_ABOUT THIS TASK_: Print this span of the material below exactly: the line with "lens, placing a dot on each.", the line with "red flag, placing a dot on each.", and every line between them, but nothing else.

_DATA FOR THIS EXERCISE_:
════════════════

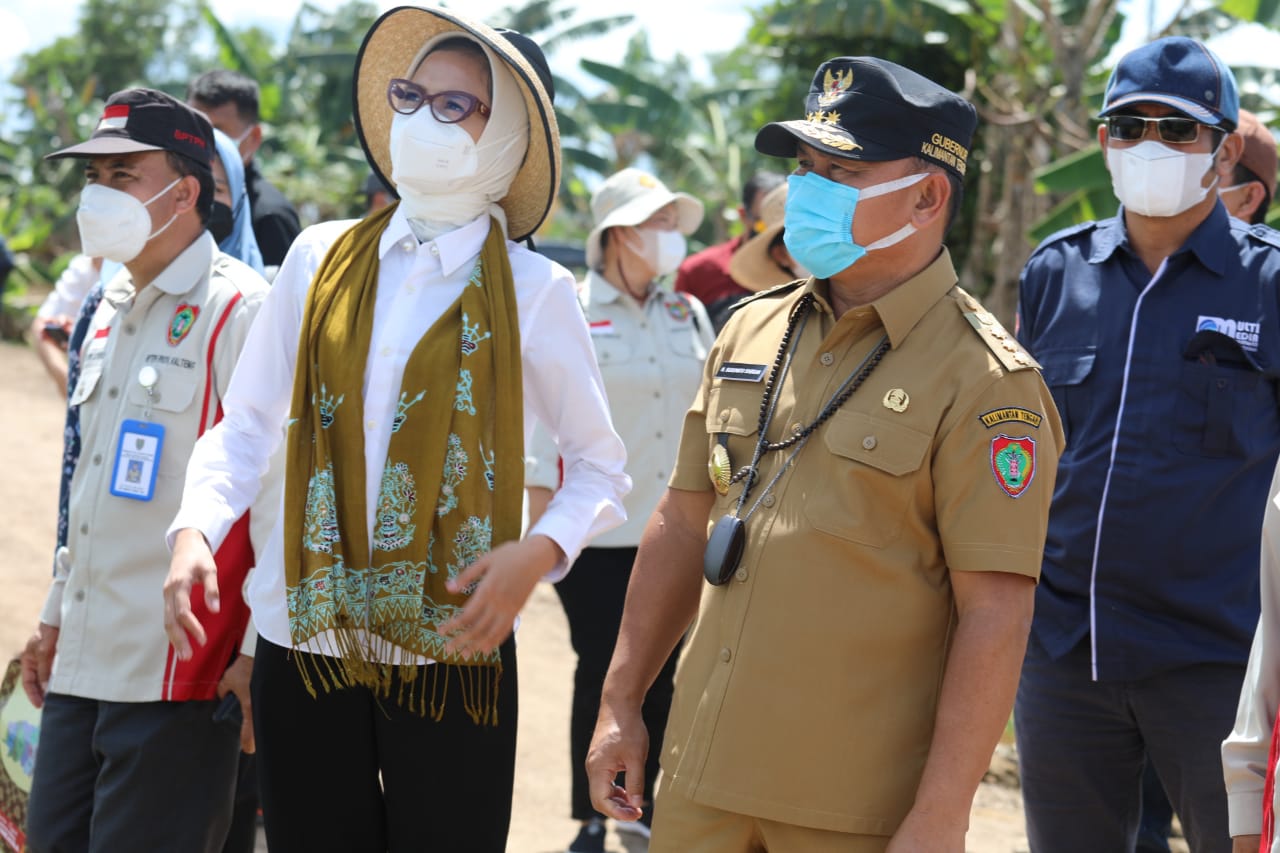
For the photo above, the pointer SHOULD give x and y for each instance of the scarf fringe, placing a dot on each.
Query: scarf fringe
(426, 687)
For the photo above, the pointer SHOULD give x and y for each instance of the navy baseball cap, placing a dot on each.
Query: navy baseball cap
(1176, 72)
(144, 119)
(863, 108)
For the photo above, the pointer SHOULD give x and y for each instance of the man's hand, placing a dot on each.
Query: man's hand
(504, 579)
(192, 564)
(923, 830)
(1246, 843)
(620, 744)
(236, 680)
(37, 661)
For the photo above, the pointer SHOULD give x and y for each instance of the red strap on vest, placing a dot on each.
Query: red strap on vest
(197, 678)
(1269, 817)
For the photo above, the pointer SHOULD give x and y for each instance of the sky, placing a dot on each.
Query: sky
(705, 26)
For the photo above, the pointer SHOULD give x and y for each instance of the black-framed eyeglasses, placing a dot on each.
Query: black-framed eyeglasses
(1170, 128)
(407, 97)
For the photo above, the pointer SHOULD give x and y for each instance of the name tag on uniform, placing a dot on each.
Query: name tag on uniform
(92, 360)
(741, 372)
(137, 460)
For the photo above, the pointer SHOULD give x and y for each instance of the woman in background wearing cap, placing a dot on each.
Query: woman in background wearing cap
(650, 346)
(384, 678)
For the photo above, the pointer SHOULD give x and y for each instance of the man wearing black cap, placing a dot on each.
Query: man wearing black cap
(231, 101)
(874, 459)
(131, 756)
(1157, 331)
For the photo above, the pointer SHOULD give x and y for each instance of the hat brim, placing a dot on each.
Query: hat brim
(387, 51)
(780, 138)
(104, 146)
(689, 215)
(753, 267)
(1194, 110)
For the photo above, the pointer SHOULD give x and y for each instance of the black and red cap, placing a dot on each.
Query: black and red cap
(144, 119)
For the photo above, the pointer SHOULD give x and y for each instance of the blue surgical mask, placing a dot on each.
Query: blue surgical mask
(819, 220)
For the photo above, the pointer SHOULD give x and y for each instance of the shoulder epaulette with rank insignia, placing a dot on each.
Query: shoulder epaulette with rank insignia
(780, 290)
(1265, 235)
(1006, 347)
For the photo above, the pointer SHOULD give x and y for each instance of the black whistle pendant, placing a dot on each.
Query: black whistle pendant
(723, 550)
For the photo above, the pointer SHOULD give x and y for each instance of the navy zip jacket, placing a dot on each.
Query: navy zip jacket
(1168, 389)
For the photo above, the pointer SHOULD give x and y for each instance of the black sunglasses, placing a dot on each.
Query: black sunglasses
(407, 97)
(1171, 128)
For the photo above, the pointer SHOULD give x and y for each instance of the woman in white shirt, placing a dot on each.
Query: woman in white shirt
(406, 359)
(650, 345)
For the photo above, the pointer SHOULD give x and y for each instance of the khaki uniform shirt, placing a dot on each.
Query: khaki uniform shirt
(650, 359)
(106, 593)
(809, 684)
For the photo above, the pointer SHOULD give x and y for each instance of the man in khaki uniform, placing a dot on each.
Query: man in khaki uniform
(849, 675)
(131, 755)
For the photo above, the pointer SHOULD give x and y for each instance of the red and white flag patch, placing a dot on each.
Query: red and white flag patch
(114, 118)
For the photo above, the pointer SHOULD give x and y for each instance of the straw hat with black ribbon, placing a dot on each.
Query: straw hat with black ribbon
(393, 44)
(753, 265)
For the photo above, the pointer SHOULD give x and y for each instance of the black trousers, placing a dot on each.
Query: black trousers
(131, 776)
(593, 594)
(350, 772)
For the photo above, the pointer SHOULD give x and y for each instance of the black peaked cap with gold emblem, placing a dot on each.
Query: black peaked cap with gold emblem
(863, 108)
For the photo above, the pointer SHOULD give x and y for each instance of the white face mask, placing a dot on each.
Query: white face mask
(662, 250)
(114, 224)
(1155, 181)
(429, 155)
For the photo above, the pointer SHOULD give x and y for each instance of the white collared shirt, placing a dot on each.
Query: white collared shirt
(416, 282)
(652, 357)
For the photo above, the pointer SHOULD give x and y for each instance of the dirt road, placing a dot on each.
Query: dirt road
(31, 422)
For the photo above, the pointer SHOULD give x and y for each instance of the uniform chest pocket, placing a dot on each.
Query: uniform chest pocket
(172, 402)
(684, 341)
(869, 478)
(1065, 372)
(1225, 405)
(611, 350)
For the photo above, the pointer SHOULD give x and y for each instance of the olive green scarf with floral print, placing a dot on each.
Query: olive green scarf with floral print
(451, 488)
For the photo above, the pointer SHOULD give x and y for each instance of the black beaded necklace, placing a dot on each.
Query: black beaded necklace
(768, 401)
(727, 538)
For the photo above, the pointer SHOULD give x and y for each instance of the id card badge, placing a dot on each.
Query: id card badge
(137, 460)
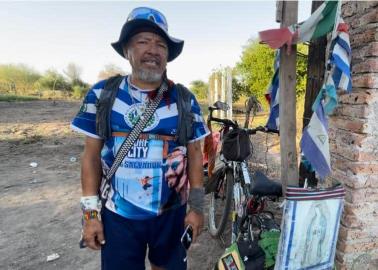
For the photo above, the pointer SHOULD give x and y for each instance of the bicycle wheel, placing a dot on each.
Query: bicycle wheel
(220, 205)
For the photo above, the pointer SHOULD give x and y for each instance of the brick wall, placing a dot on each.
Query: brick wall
(354, 142)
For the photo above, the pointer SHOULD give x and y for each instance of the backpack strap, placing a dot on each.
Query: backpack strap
(185, 116)
(104, 106)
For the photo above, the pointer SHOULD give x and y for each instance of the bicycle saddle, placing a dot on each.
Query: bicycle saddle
(264, 186)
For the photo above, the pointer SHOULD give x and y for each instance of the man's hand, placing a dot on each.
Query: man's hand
(196, 221)
(93, 234)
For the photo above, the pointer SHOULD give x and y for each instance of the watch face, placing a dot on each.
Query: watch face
(187, 237)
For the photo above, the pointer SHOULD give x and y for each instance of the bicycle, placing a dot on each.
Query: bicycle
(237, 193)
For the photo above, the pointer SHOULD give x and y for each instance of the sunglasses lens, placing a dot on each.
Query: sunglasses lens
(149, 14)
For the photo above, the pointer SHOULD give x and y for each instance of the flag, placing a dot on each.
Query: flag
(318, 24)
(340, 57)
(328, 96)
(273, 96)
(315, 143)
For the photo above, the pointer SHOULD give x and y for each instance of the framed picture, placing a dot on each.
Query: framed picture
(309, 229)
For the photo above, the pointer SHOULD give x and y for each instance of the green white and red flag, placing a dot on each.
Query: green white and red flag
(318, 24)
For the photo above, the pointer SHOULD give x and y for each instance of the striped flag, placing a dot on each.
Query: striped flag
(318, 24)
(341, 57)
(315, 144)
(273, 97)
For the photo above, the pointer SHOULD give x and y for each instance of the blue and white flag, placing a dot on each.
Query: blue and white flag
(315, 143)
(273, 96)
(341, 57)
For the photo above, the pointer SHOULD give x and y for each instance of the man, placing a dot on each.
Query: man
(142, 210)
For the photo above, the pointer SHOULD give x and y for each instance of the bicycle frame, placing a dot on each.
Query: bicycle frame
(241, 200)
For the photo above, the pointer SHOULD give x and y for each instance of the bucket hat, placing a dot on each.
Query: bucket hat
(148, 18)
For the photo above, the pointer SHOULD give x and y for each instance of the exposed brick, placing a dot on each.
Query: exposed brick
(348, 137)
(364, 168)
(369, 65)
(362, 208)
(363, 96)
(354, 125)
(370, 16)
(364, 6)
(360, 54)
(340, 266)
(366, 36)
(366, 80)
(357, 111)
(349, 8)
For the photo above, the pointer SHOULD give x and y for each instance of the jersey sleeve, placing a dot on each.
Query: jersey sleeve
(85, 120)
(200, 129)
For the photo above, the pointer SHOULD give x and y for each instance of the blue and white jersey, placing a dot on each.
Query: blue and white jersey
(152, 177)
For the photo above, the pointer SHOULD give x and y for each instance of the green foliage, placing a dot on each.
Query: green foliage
(12, 98)
(253, 73)
(254, 70)
(79, 91)
(73, 72)
(52, 80)
(17, 79)
(199, 89)
(110, 70)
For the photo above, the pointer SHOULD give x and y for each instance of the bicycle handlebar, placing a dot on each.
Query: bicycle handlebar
(252, 131)
(230, 123)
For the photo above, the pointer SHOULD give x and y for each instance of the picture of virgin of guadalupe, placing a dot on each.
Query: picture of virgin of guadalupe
(175, 172)
(316, 242)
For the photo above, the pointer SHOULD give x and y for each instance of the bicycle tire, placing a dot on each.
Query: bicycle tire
(220, 208)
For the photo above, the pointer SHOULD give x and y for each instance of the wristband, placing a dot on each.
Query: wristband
(196, 199)
(91, 214)
(88, 203)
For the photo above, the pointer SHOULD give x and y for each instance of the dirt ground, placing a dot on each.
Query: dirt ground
(39, 206)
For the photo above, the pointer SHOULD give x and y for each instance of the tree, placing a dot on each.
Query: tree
(199, 89)
(109, 71)
(73, 72)
(52, 80)
(18, 78)
(253, 73)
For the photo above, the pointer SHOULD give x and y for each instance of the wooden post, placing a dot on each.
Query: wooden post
(287, 92)
(315, 70)
(315, 77)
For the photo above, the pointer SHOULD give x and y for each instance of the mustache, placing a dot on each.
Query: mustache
(151, 58)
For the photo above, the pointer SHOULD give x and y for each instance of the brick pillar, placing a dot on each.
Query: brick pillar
(354, 143)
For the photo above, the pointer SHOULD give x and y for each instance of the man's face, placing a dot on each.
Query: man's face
(147, 53)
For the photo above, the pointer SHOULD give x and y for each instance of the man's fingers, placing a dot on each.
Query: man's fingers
(100, 237)
(91, 243)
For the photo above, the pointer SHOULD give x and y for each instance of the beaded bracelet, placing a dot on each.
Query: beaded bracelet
(91, 214)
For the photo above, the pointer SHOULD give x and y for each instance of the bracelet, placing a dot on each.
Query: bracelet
(90, 203)
(196, 199)
(91, 214)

════════════════

_YOUR SOLUTION_:
For the photo above, the pointer SHOULD give x and y for each instance of the sunglasses lens, placing a dot on each.
Query: sunglasses lens
(149, 14)
For the photo above, the pointer SHOULD give x and y for each instance of the flag, placing a dot on each.
Query: flag
(318, 24)
(340, 57)
(328, 96)
(273, 96)
(315, 143)
For the photo above, the pointer SHOULD give x and y for each instance of the framed picture, placing a dot on each.
Query: framed picture
(309, 229)
For the photo above, the pointer SHOULD give x and y for each instance of the green white and red flag, placing a dot on each.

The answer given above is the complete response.